### SUPPLIED ENTRIES
□ □ □ □ □ □ □

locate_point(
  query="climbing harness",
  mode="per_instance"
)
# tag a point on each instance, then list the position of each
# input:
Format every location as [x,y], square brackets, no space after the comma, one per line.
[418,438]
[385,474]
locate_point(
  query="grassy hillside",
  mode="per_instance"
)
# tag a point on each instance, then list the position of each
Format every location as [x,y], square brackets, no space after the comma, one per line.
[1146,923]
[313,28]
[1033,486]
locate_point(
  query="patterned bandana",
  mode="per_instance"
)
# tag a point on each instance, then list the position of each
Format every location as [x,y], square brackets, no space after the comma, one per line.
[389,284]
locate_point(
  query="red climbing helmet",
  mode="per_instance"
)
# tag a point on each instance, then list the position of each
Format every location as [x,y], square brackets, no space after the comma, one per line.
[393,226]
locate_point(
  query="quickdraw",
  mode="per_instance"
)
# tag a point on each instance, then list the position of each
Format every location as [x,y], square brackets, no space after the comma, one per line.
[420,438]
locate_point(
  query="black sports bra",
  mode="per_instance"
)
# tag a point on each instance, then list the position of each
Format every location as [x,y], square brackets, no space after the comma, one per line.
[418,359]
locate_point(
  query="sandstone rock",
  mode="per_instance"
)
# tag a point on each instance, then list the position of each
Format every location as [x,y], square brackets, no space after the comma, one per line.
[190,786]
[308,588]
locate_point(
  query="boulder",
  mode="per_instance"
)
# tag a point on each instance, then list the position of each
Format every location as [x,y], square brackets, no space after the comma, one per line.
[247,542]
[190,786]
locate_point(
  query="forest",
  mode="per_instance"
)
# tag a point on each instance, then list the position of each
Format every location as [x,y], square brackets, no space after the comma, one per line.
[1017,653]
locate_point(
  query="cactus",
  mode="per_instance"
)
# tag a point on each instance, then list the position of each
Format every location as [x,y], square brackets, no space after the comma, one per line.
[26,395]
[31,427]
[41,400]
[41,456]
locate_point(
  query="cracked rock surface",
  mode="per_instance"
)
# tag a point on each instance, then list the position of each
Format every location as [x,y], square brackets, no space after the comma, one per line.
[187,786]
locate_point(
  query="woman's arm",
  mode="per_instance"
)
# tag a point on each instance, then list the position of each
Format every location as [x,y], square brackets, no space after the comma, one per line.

□ □ □ □ □ □ □

### STATED GOAL
Output the lines above verbatim and in full.

### REPLY TO THE TASK
locate_point(
  query="climbing harness",
  mode="per_instance"
)
# tag a point on each instance, then list the position of each
# input:
Format every location as [x,y], square brackets, no space after the comma, one per line.
[418,438]
[385,474]
locate_point(
  query="grassy hillside",
  mode="per_instance"
)
# tag a point on each instance, then list the position of each
Format every location as [x,y], square brackets, no space after the comma, one per line.
[1146,923]
[313,28]
[1033,486]
locate_point(
  query="patterned bandana",
  mode="per_instance"
)
# tag a point on each instance, then list the position of each
Format every location as [x,y], square brackets, no space after the comma, one per line.
[389,284]
locate_point(
  query="red climbing helmet",
  mode="per_instance"
)
# tag a point on each instance, then list the position of each
Format every location as [x,y], square brackets, no space after the comma, one per line.
[393,226]
locate_point(
  query="quickdraw",
  mode="per_instance"
)
# tag a point on each instance, then list the position of each
Format every location as [x,y], square brackets, no space after the comma, one per line.
[420,438]
locate_point(
  query="black sports bra",
  mode="per_instance"
)
# tag a point on each instance, then list the position of each
Format every location as [x,y], square brackets, no space after the comma, one per line.
[418,359]
locate_point(
  query="sandstone rock",
  mode="per_instance"
)
# tag a point on each instance, then list the position of each
Format every location as [x,y], square brackets, no space after the comma, one per line.
[190,786]
[308,588]
locate_point(
  query="boulder",
  mode="per_instance"
)
# tag a point on each instance, then list the position of each
Format every location as [x,y], square brackets, no space after the comma, one per line.
[247,542]
[190,786]
locate_point(
  query="forest",
  mode="per_instance"
)
# tag a point on each instance, then list the position of each
Format every location as [x,y], square brackets, no space after the comma, one per line.
[1017,653]
locate_point(
  query="cactus",
  mode="per_instance"
)
# tag a point on each instance, then list the position of each
Format every location as [x,y], square brackets, no space after the comma, one per line.
[26,395]
[31,427]
[41,400]
[41,456]
locate_point(
  query="cracked rock surface",
  mode="per_instance"
)
# tag a point on each instance, then list the position of each
Format every location as [x,y], square brackets, no space after the comma, one per line.
[187,786]
locate_point(
  query="woman's arm",
  mode="per_instance"
)
# tag a point on each instance, then list the position of each
Format every location as [x,y], square brackets, no space after the comma, one per line.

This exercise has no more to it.